What is needed
Rewrite the rows below as a numbered list, from the line containing "Task: mark the sky" through the end of the rows, both included, and omit any blank lines.

┏━━

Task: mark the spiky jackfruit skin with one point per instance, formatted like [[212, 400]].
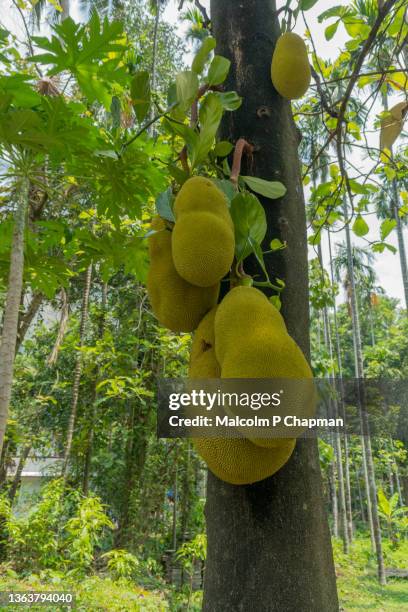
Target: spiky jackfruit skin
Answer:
[[251, 341], [234, 460], [177, 304], [240, 462], [203, 363], [203, 240], [290, 71]]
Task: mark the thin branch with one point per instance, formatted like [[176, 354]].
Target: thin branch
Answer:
[[203, 11], [27, 31], [325, 104]]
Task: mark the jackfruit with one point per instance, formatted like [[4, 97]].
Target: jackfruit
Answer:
[[203, 240], [251, 341], [234, 460], [240, 462], [290, 71], [203, 363], [177, 304]]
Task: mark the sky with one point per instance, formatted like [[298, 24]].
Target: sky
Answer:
[[387, 264]]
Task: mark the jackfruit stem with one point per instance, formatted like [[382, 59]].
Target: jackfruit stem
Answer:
[[241, 147]]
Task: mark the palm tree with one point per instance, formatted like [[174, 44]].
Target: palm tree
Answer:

┗━━

Answer to the problem
1. Task: mark the sky with one point per instance, formatted like [[298, 24]].
2. Target: sky
3. Answer:
4. [[387, 264]]
5. Task: mark the jackfruit stem with one point per instance, formatted like [[382, 59]].
6. Target: jackfruit stem
7. Answer:
8. [[241, 147]]
9. Task: mark the palm tree with one point per instance, formatted like [[174, 44]].
10. Target: palm tree
11. Answer:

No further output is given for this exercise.